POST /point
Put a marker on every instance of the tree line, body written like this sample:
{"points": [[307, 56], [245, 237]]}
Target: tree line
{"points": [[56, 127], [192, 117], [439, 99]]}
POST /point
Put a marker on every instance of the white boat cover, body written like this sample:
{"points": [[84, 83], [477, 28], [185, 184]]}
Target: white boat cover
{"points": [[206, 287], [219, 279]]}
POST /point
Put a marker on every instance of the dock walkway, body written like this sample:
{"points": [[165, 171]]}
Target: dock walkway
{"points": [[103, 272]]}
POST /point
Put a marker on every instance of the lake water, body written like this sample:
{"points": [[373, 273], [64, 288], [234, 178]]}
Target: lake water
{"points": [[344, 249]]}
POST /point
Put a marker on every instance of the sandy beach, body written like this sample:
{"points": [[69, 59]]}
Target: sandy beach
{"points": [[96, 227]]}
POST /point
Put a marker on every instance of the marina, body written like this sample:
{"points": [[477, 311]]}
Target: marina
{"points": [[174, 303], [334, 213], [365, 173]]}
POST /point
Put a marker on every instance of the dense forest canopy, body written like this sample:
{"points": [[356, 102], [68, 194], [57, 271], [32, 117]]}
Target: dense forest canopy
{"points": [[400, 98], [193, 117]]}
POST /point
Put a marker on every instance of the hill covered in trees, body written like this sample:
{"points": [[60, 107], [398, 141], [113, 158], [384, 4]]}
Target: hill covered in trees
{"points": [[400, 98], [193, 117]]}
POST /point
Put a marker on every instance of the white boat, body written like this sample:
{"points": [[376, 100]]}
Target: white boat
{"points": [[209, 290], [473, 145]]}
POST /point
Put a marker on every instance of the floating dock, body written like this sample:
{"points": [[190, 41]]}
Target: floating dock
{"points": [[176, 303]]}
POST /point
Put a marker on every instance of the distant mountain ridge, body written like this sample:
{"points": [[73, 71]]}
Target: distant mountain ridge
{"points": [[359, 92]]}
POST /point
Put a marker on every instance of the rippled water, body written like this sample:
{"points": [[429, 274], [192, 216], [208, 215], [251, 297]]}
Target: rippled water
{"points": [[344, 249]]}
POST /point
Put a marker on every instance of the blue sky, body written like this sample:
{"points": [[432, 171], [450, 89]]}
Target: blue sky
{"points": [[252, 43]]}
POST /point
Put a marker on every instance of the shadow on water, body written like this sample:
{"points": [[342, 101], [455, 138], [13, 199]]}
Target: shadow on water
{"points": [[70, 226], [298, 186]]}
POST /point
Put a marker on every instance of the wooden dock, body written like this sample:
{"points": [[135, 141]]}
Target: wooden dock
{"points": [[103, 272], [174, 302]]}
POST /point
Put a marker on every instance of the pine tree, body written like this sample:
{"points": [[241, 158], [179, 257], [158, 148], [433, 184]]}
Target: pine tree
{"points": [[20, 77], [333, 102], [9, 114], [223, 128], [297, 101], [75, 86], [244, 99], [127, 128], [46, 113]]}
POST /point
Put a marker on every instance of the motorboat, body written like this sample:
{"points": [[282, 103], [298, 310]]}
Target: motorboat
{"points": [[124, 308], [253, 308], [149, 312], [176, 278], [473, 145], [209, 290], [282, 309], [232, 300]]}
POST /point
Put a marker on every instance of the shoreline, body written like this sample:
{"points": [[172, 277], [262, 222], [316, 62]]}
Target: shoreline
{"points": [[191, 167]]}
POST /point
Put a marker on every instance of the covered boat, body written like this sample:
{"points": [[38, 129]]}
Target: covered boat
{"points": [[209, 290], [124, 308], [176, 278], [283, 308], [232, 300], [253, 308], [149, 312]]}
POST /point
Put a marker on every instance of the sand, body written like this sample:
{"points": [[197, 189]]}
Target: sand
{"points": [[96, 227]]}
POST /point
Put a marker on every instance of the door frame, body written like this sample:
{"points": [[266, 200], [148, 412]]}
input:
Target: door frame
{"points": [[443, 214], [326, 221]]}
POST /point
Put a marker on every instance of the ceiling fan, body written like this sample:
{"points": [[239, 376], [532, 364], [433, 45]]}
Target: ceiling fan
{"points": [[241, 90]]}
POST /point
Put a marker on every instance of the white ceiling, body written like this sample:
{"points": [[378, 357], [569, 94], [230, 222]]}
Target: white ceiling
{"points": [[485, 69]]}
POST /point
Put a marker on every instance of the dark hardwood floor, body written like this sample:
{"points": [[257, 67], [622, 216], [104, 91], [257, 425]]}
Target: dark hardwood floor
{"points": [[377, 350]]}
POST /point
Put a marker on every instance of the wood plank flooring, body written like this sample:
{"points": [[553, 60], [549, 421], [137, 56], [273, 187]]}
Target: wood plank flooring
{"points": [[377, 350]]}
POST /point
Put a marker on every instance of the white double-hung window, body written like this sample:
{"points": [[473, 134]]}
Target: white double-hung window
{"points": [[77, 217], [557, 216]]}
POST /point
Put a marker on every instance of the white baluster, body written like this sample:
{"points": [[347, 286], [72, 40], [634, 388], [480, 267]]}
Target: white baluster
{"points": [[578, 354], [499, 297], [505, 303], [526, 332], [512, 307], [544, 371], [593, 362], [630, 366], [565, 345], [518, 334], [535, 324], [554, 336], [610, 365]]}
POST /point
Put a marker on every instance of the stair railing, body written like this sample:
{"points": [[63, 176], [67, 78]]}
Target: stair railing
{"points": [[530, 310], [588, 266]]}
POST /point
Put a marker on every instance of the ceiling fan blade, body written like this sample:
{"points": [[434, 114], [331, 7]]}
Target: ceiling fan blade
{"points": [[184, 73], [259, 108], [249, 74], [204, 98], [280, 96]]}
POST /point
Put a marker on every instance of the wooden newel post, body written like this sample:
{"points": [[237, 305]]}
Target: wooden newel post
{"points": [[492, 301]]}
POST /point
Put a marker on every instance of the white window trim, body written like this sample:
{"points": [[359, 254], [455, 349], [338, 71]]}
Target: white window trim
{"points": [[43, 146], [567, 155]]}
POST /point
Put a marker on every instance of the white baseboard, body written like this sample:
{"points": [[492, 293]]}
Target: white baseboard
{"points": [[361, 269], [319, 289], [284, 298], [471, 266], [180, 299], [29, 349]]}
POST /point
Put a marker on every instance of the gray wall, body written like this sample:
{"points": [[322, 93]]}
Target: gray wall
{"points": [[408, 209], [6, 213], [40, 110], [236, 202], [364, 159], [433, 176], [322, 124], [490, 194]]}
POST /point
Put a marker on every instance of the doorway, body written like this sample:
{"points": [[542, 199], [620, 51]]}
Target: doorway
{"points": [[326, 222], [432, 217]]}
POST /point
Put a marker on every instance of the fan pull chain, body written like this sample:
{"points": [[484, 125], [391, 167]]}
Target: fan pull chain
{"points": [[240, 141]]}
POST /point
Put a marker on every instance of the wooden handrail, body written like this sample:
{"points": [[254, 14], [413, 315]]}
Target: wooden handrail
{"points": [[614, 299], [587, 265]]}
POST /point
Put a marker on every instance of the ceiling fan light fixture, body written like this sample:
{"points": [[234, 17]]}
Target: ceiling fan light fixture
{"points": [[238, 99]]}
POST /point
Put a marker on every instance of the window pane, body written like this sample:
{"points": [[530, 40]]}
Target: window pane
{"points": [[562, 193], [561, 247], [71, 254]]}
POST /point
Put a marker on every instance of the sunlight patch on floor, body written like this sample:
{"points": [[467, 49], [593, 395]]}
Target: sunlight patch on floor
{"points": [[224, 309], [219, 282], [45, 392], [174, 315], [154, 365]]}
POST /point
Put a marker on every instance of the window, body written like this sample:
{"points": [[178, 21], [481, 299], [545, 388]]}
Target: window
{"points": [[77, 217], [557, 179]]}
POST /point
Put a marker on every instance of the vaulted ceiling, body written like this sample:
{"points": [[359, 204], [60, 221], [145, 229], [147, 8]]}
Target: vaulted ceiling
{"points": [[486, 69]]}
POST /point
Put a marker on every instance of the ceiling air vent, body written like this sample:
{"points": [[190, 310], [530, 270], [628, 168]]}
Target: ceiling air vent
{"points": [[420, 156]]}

- - - - - - -

• **DESCRIPTION OF THE TASK**:
Count the lines in the entries above that contain the string "newel", treating uppercase and lowercase letters as different. Give only the number.

• **WRITTEN RESPONSE**:
2